PAGE>
What we would like to implement is a pipeline which will run all steps to completion. However, there are sometimes problems with the sample quality, i.e. let's assume there are 5 bad samples, some will fail at alignment, others at variant calling.

@evanbiederstedt do not use retries for this, you should use filtering in your Channels to try and figure out which data might be bad and prevent them from making it to processes where they will fail. I use this strategy a lot on my exome pipeline;

@lebernstein
Stephen Kelly
@stevekm
May 16 17:16
if the method required to determine if you sample data is "bad" is too complex to figure out in pure Groovy inside a Channel .filter then yeah passing it through a process with a dedicated script that writes a PASS/FAIL type value that you can then parse easily from within the Nextflow channel is a good idea
basically you want to do everything you can to prevent bad data from getting to your Nextflow process in the first place, thats the easiest method I think, rather than let it break
Laurence E. Bernstein
@lebernstein
May 16 17:35

@eugene.bragin_gitlab Currently I don't really know what might cause my workflow to fail (because I am new to the team) so I put a solution in place that will allow me to debug issues with the pipeline when a failure occurs. My solution is like this:

At the beginning of the pipeline I log parameters to a log file:

logFileName = "${workingDir}/loginfo.txt"

RECORDS SUPPLIED>
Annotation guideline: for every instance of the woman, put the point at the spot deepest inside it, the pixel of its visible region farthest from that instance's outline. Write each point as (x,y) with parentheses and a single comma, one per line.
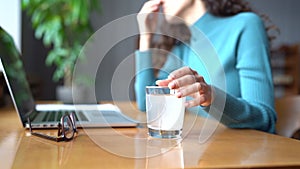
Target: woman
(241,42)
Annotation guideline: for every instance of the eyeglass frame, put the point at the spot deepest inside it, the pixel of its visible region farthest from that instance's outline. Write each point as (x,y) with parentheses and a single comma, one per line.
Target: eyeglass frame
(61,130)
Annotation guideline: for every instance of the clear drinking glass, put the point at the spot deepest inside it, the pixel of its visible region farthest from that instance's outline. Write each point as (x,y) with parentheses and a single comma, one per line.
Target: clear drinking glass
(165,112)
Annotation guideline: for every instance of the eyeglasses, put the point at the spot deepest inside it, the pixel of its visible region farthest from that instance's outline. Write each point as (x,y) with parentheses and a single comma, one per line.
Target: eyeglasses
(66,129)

---

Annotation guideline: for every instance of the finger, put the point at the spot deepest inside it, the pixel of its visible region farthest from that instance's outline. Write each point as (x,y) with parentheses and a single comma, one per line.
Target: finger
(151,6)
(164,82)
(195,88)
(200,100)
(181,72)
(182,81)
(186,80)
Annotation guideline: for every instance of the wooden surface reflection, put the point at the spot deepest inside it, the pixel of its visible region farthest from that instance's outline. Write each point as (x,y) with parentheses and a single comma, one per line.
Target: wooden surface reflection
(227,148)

STATED TASK A>
Answer these about the Nextflow thread, one answer per line:
(i) How many bad samples does the opening message ask us to assume?
(ii) What type of value should a dedicated script write so it can be parsed from within the Nextflow channel?
(iii) What file name does the logging line give the log file?
STATED TASK B> Extend the Nextflow thread on handling bad samples, picking up right after its last line.

EXERCISE RESPONSE A>
(i) 5
(ii) A PASS/FAIL type value
(iii) loginfo.txt

EXERCISE RESPONSE B>
File logFile = new File(logFileName)
logFile << "Project Name       : ${params.projectName}\n"
logFile << "Analysis ID        : ${params.analysisId}\n"
logFile << "Launch Time        : ${workflow.start.format('dd-MMM-yyyy HH:mm:ss')}\n"

This allows me to cat all those parameters (including workflow params) into my status log in the afterScript shell script.

In the process I use errorStrategy 'ignore' and afterScript that runs a shell script and I pass it a few key values (the sample name - which is passed as an input value channel, the workingDir - which is really my output location, the log file and the current process name.

  afterScript "source ${scriptsPath}/statusUpdate.sh ${sampleName} ${workingDir} ${logFileName} 1A_bwa_align"

It is worth noting that I unfortunately must put this in every process (instead of in the config file) because the sampleName is an input channel.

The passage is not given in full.